• **Brief A**
Answer these questions from the article on Chicago nonprofits and water bills:
(i) How many beds does the Franciscan Outreach Center have?
(ii) What share of their water bill are smaller nonprofits responsible for this year?
(iii) How much does Jimmy Lago say the Archdiocese will eventually pay for its collective water bills?
• **Brief B**
From the article on Chicago nonprofits and water bills, list every group that Elder Kevin Anthony Ford names as part of the Interfaith Coalition.

• **Text segment**
A movement is afoot in Chicago that has united almost all major faiths around what they see as an urgent matter. Religious leaders say if action isn't taken soon, it could jeopardize the future of their institutions. The issue? Water -- and whether or not they should be paying for it.
Water should be viewed as a form of charity. So say officials at the Franciscan Outreach Center, a 300-bed homeless shelter on the west side.
“The people that we serve need to take a shower,” said Diana Faust, executive director of the center. “They don’t have a home. Can you imagine if you were at your home and you didn’t have a shower? That’s what we provide here for people.”
The Outreach Center also uses water to do laundry and to cook residents’ meals. For years, the center, along with every other nonprofit in the city, received free water. That practice came to an end last year when Mayor Rahm Emanuel and City Council decided that the city could no longer afford the giveaway.
“I made my decision with what I felt was in the interest of the entire city,” said Emanuel. “And I did it in a way that differentiated between big institutions and small institutions.”
In 2012, the new law forced large nonprofits with revenue over $250 million to start paying their entire water bills immediately. Smaller nonprofits like the Outreach Center were granted waivers to phase in the costs. This year, they are responsible for 40 percent of their bill, and will eventually have to pick up no more than 80 percent.
Faust estimates that will cost her organization $150,000 a year and could jeopardize its future.
“If we can't pay our bills, we have to start cutting staff and cutting programs,” she said. “Every time we cut a case manager, that’s another 30 or 40 people that aren’t able to get housing.”
Jimmy Lago is the chancellor of the Catholic Archdiocese of Chicago. He says the free water was always a trade-off for the benefits provided to the city from private and religious nonprofits.
“For years and decades, as I said, the city has understood that completely,” he said. “That's gone now.”
Lago says the Archdiocese will eventually shell out $2 to $3 million to pay its collective water bills for schools, churches and social service agencies.
“Adding a $20,000 water bill or a $50,000 water bill, or whatever it is, to some of these inner city schools especially and elsewhere, could be the straw that breaks the camel’s back,” he said.
Elder Kevin Anthony Ford, a south side pastor, heads up an Interfaith Coalition to restore free water.
“We started with the Archdiocese, the Church of God in Christ, the Baptists, the Lutherans, and many others; Muslims, and we’ve just recently been proud to bring on our Jewish brothers and sisters,” he said.
Their goal is to persuade the mayor to support a new ordinance that would give free water to all charitable nonprofits with revenues below $250 million. The ordinance would exclude most of the city's major hospitals and museums.

• **Data section**
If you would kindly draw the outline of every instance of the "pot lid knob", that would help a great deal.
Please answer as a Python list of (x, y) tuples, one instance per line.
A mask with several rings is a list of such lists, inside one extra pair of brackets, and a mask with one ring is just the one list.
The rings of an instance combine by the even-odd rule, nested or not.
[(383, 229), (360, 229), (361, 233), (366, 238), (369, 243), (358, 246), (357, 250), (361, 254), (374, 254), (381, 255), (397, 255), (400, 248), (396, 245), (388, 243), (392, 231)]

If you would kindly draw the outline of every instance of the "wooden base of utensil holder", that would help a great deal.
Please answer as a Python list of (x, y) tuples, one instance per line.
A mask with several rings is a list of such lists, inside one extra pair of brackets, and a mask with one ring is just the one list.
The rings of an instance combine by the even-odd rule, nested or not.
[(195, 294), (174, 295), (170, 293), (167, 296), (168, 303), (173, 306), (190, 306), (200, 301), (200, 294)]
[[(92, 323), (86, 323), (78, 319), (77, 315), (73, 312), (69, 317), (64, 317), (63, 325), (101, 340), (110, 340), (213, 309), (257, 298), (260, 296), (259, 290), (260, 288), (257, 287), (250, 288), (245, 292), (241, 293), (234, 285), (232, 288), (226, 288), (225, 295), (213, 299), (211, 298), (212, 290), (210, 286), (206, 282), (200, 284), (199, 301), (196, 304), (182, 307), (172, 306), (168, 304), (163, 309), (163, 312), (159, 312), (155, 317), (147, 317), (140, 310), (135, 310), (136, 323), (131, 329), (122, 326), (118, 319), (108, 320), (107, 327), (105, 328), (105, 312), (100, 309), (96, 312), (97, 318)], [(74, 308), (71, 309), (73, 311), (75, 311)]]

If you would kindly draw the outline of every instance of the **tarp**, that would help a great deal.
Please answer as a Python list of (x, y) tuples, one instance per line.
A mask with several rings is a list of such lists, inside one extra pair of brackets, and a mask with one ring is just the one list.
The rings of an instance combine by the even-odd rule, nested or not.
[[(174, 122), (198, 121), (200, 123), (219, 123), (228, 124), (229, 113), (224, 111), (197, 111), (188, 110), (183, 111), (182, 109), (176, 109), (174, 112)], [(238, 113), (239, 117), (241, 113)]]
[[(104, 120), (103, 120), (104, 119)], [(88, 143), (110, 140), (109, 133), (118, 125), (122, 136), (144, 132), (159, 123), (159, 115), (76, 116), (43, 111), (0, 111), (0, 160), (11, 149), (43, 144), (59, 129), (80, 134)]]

• **Exercise result A**
(i) 300 beds.
(ii) 40 percent.
(iii) $2 to $3 million.

• **Exercise result B**
The Archdiocese, the Church of God in Christ, the Baptists, the Lutherans, Muslims, and "our Jewish brothers and sisters."